### Parts of the exercise
1) From the passage on Python packages and modules, list every Python source file name ending in ".py".
2) Pick up the passage on Python packages and modules right after its final line and keep writing.

### Text passage

Namespace package nesting

$ mkdir ns/dir2/sub/lower
$ echo "print('dir2/sub.lower.mod3')" > ns/dir2/sub/lower/mod3.py
>>> import sub.lower.mod3
dir2/sub.lower.mod3
>>> sub.lower
<module 'sub.lower' (namespace)>
>>> sub.lower.__path__
_NamespacePath(['./ns/dir2/sub/lower'])

Mix regular packages with namespace packages

$ tree ns
ns
|-- dir1
|   |-- empty
|   `-- sub
|       `-- mod1.py
`-- dir2
    `-- sub
        |-- lower
        |   `-- mod3.py
        |-- mod2.py
        `-- pkg
            `-- __init__.py
>>> import empty
>>> empty
<module 'empty' (namespace)>
>>> empty.__path__
_NamespacePath(['./ns/dir1/empty'])

>>> import sub.pkg
dir2/sub2.pkg.__init__
>>> sub.pkg.__file__
'./ns/dir2/sub/pkg/__init__.py'

See PEP 420: Implicit Namespace Packages

6.6. Data hiding in modules

_X

$ cat unders.py
a, _b, c, _d = 1, 2, 3, 4
>>> from unders import *
>>> a, c
(1, 3)
>>> _b
Traceback (most recent call last):
  File "<stdin>", line 1, in <module>
NameError: name '_b' is not defined

>>> from unders import _b, _d
>>> _b, _d
(2, 4)

__all__

$ cat alls.py
__all__ = ['a', '_c']       # __all__ has precedence over _X
a, b, _c, _d = 1, 2, 3, 4
>>> from alls import *
>>> a, _c
(1, 3)
>>> b
Traceback (most recent call last):
  File "<stdin>", line 1, in <module>
NameError: name 'b' is not defined

>>> from alls import b, _d
>>> b, _d
(2, 4)

6.7. Enable future language features: __future__

from __future__ import featurename

When used in a script, this statement must appear as the first executable statement in the file (possibly following a docstring or comment), because it enables special compilation of code on a per-module basis.

>>> import __future__
>>> dir(__future__)

######
### Dataset extract

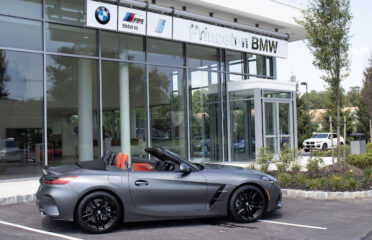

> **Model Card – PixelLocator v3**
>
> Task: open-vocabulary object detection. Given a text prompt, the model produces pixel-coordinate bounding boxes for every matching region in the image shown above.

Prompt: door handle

######

### Outputs for the tasks
1) mod3.py, mod1.py, mod2.py, __init__.py, unders.py, alls.py

2)
['CO_FUTURE_ABSOLUTE_IMPORT', 'CO_FUTURE_BARRY_AS_BDFL', 'CO_FUTURE_DIVISION', 'CO_FUTURE_PRINT_FUNCTION', 'CO_FUTURE_UNICODE_LITERALS', 'CO_FUTURE_WITH_STATEMENT', 'CO_GENERATOR_ALLOWED', 'CO_NESTED', '_Feature', '__all__', '__builtins__', '__cached__', '__doc__', '__file__', '__loader__', '__name__', '__package__', '__spec__', 'absolute_import', 'all_feature_names', 'barry_as_FLUFL', 'division', 'generators', 'nested_scopes', 'print_function', 'unicode_literals', 'with_statement']

6.8. __name__ and __main__

  • If the file is being run as a top-level program file, __name__ is set to the string “__main__” when it starts.
  • If the file is being imported instead, __name__ is set to the module’s name as known by its clients.
def test():
  print(":)")

if __name__ == '__main__':
  test()
$ python runme.py
:)
$ python -m runme
:)

6.9. Docstrings

Just like docstring of function, the first string in a python file works as docstring of that module.

>>> import socket
>>> help(socket)
Help on module socket:

NAME
    socket

MODULE REFERENCE
    http://docs.python.org/3.4/library/socket

    The following documentation is automatically generated from the Python
    source files.  It may be incomplete, incorrect or include features that
    are considered implementation detail and may vary between Python
    implementations.  When in doubt, consult the module reference at the
    location listed above.
...